### WHAT YOU SHOULD DO
From the data below, return the exact lines starting at the line containing "Q: In the photo above, mark the church spire" and ending at the line containing "Q: In the photo above, mark the isolated", both included, and nothing else.

### SOURCE INFORMATION

######

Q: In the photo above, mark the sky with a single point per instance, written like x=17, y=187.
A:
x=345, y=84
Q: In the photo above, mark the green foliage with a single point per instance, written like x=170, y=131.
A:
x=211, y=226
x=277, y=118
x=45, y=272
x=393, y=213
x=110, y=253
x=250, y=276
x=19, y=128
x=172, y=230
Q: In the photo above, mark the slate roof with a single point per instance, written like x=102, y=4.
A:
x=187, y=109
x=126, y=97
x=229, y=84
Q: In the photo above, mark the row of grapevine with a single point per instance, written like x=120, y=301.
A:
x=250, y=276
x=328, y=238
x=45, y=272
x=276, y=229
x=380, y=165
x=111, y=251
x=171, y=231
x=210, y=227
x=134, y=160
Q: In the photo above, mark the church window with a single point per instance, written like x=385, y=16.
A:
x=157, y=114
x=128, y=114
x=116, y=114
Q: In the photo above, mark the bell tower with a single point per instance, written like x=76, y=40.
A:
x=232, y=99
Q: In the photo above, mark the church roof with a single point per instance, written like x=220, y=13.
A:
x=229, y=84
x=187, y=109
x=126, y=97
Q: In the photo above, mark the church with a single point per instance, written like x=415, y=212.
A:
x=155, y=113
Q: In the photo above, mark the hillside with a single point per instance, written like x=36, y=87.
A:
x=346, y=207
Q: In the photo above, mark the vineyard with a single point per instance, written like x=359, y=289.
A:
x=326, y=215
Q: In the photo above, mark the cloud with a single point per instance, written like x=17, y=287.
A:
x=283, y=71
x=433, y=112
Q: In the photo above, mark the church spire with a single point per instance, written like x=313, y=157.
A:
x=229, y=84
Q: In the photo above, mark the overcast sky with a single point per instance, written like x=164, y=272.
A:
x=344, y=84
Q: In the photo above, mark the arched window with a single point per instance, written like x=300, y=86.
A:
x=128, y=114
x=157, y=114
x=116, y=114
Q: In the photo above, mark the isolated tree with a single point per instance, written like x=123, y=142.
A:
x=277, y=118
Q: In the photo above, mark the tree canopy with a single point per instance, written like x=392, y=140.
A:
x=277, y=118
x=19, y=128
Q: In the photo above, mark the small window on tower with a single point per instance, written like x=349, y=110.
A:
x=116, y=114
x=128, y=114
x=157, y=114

######

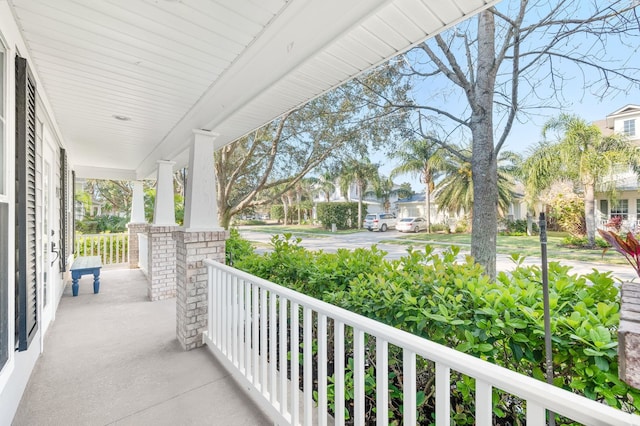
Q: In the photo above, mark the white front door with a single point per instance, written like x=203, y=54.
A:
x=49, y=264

######

### RESULT OF THIS EXERCISE
Q: In the photo above, mark the church spire with a single point per instance, written like x=313, y=157.
A:
x=229, y=84
Q: In the photo above, mark the overcast sky with a single point per instance, written like x=164, y=272.
A:
x=344, y=84
Q: In the photo above, mark the arched window with a single point per instance, written like x=300, y=86.
A:
x=128, y=114
x=157, y=114
x=116, y=114
Q: In the photo above, mark the isolated tree with a single point per instance, written like x=123, y=142.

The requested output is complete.